Study material>
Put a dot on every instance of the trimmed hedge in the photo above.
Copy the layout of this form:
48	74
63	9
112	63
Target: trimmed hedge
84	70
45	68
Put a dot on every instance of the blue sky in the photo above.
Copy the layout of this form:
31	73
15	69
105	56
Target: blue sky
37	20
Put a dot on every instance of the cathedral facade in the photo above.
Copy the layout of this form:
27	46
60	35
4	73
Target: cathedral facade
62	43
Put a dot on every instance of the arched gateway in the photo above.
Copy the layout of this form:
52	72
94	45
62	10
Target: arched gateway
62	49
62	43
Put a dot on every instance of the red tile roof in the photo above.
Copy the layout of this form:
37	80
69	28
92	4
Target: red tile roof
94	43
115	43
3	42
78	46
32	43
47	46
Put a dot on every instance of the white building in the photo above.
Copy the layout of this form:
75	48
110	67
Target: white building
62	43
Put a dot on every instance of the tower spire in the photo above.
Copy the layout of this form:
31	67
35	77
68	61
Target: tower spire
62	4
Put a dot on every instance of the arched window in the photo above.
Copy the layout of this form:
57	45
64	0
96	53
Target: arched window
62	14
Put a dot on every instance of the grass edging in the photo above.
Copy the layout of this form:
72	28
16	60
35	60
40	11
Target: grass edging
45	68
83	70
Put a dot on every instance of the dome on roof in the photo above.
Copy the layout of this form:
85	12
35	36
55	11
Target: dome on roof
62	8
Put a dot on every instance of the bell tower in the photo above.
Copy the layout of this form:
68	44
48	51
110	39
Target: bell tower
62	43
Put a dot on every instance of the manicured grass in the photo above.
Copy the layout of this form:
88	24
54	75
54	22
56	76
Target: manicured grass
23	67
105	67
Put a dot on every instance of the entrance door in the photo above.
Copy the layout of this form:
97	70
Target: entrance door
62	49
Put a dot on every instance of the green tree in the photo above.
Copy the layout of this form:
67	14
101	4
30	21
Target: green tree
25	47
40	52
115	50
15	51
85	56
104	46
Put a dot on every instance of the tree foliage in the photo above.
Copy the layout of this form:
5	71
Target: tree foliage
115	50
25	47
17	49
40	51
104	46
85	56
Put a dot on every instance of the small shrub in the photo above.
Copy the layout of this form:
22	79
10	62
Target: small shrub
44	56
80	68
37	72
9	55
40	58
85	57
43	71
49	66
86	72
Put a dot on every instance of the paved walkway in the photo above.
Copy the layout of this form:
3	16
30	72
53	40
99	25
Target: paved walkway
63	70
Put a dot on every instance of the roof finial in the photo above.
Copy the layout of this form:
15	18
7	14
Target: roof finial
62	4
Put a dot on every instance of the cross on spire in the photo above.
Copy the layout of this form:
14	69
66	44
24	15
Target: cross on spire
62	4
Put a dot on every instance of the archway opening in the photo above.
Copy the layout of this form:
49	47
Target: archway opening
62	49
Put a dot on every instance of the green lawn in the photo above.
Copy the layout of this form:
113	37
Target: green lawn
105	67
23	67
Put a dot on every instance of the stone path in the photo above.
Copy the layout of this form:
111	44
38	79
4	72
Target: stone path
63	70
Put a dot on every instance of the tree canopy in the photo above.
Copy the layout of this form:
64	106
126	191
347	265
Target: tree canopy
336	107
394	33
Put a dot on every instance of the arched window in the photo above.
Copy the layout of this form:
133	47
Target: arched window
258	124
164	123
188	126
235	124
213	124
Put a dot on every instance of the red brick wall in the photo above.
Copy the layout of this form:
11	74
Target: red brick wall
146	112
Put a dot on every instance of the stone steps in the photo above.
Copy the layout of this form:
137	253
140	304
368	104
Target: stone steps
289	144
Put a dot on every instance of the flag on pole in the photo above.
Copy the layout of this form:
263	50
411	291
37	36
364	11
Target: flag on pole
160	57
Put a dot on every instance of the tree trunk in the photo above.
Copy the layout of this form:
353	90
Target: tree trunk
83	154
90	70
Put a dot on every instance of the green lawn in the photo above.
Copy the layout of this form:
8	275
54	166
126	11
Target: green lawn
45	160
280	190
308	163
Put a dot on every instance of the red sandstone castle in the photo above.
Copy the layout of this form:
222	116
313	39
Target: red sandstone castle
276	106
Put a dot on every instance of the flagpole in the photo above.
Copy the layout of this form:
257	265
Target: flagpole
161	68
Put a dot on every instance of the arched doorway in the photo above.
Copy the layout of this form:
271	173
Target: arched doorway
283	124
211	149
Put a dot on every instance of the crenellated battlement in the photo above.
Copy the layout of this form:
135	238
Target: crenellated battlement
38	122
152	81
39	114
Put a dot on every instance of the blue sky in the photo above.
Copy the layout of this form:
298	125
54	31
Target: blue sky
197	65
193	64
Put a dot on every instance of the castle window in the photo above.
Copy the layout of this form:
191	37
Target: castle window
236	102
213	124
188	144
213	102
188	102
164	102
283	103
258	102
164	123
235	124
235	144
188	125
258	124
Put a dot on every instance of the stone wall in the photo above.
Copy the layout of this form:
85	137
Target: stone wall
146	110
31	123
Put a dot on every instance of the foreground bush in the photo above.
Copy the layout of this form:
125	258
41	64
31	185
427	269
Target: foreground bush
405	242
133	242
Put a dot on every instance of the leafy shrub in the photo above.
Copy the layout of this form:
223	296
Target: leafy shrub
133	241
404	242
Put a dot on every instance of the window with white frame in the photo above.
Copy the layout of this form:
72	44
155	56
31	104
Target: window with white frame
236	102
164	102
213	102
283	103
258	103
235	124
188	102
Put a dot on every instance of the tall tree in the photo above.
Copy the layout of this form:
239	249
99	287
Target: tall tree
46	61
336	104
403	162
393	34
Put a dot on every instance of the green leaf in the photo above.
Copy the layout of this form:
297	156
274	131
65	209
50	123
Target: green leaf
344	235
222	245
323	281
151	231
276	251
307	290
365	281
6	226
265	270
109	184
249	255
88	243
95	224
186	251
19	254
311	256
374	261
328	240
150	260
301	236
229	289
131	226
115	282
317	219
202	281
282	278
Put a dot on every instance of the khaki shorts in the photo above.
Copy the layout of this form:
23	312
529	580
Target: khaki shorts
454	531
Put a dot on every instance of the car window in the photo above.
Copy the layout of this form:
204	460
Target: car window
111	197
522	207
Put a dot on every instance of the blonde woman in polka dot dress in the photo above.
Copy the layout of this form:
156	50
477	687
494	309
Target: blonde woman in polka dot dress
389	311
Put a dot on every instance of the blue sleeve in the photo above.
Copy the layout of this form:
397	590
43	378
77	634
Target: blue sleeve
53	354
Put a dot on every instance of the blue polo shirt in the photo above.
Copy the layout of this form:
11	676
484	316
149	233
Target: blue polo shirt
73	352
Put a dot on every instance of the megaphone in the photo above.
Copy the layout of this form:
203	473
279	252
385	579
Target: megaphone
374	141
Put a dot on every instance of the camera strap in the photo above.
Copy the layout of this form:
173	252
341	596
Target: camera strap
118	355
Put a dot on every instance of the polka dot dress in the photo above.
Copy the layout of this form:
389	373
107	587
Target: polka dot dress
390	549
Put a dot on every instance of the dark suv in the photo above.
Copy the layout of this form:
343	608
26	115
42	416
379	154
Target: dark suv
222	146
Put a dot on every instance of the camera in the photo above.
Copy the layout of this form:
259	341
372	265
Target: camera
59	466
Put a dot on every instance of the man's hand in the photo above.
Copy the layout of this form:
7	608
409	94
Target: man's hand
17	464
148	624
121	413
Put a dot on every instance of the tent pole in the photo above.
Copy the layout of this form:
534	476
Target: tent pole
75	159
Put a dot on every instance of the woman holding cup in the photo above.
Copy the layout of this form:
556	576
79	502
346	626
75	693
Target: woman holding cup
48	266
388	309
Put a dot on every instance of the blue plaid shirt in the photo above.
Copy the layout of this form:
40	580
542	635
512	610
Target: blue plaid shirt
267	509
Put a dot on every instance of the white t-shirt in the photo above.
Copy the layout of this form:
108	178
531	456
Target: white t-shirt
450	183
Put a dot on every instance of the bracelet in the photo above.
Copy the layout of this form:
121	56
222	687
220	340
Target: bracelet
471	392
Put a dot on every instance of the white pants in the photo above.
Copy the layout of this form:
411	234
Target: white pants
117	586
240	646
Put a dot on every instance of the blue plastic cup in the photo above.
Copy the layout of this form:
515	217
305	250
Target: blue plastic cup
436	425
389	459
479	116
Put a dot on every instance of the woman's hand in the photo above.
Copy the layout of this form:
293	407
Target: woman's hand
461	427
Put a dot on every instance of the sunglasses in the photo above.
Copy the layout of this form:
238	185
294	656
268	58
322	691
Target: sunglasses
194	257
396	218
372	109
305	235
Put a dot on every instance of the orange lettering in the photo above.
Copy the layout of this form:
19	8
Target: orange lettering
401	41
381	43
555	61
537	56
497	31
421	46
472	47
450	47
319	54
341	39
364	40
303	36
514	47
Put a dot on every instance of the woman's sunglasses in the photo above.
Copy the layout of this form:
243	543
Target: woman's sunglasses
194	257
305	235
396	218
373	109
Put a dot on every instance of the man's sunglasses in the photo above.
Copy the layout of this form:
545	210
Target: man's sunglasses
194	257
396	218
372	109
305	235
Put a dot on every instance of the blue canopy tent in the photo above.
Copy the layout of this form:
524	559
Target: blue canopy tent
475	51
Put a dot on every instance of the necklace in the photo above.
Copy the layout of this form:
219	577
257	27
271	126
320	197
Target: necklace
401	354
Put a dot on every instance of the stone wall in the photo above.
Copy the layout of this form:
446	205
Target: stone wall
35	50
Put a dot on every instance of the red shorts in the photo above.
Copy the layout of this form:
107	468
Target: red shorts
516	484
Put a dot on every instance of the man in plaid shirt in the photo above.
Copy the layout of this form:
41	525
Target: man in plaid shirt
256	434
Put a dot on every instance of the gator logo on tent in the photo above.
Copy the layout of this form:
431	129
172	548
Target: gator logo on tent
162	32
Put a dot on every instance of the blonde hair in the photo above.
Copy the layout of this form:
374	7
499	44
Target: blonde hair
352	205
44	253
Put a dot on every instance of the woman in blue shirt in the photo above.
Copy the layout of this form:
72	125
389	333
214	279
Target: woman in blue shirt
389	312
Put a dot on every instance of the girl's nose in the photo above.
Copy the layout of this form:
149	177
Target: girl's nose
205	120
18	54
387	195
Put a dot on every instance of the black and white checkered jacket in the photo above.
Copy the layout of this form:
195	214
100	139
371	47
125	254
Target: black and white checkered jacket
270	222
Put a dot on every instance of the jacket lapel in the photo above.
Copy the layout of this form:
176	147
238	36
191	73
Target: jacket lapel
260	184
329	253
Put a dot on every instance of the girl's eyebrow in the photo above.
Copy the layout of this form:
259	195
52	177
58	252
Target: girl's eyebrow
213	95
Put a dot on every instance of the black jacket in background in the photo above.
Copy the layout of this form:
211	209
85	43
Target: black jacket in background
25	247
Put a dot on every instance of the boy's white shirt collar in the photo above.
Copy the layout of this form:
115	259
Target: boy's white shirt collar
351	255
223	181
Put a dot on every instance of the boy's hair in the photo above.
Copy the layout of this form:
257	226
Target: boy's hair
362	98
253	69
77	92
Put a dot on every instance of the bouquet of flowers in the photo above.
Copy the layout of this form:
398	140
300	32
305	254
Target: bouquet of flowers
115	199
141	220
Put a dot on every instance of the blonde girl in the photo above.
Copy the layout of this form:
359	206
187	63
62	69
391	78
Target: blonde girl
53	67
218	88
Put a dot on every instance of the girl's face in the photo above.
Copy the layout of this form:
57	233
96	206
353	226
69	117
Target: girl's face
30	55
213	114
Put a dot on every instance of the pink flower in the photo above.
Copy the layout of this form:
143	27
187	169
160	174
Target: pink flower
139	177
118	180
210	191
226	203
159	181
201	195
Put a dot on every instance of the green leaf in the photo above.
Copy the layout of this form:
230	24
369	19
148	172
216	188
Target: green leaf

To do>
Set down the lines of the records exactly, from the first one through the line containing "Put a dot on every instance of the cathedral", and add nothing else.

Finished task>
Put a dot on every instance of the trimmed hedge in the photo above.
Copy the layout of this form:
48	74
63	9
112	63
Target: trimmed hedge
84	70
45	68
Put a dot on every instance of the blue sky in the photo above.
Copy the layout of this form:
31	73
15	69
105	56
Target: blue sky
37	20
Put a dot on every instance of the cathedral facade in the photo above.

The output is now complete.